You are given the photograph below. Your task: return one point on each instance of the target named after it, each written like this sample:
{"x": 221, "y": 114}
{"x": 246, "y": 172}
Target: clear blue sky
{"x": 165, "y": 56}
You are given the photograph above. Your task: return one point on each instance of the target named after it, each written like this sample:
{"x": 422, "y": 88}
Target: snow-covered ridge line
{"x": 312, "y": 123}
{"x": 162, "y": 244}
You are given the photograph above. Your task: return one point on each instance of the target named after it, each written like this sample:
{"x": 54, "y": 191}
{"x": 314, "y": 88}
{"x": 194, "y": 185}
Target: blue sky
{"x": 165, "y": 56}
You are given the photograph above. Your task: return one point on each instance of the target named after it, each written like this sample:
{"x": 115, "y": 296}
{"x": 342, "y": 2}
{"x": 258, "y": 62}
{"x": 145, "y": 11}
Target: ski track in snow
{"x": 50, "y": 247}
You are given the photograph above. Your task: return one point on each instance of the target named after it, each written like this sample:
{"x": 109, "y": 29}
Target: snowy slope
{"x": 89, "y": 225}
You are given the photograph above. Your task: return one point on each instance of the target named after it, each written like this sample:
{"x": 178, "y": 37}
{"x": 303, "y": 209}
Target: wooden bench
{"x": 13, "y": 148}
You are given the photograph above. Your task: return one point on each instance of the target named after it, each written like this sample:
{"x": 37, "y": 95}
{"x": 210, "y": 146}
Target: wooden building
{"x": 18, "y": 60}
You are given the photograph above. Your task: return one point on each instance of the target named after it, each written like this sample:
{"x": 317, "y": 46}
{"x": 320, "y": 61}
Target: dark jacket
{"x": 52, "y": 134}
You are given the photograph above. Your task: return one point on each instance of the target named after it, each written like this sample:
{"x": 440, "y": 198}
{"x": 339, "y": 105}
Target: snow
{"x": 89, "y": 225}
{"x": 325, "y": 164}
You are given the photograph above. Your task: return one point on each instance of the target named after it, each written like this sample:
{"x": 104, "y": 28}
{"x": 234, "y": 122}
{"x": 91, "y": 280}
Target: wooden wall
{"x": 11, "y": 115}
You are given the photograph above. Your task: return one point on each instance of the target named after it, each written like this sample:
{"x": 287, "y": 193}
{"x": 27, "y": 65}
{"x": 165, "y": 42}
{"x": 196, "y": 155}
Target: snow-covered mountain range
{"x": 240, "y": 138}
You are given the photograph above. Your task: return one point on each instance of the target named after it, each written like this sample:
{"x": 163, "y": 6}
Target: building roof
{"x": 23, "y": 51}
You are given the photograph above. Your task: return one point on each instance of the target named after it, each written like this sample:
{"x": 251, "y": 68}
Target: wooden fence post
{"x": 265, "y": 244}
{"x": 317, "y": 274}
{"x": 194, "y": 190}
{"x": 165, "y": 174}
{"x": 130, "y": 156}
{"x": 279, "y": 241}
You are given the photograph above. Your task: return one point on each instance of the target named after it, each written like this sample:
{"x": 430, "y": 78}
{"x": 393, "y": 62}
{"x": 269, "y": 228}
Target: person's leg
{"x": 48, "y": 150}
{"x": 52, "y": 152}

=-=-=

→ **PROBLEM DETAILS**
Count the lines in the entries above that contain the string "wooden", treating uppercase and lowercase letters as distinct, and give only the number.

→ **TASK ANSWER**
4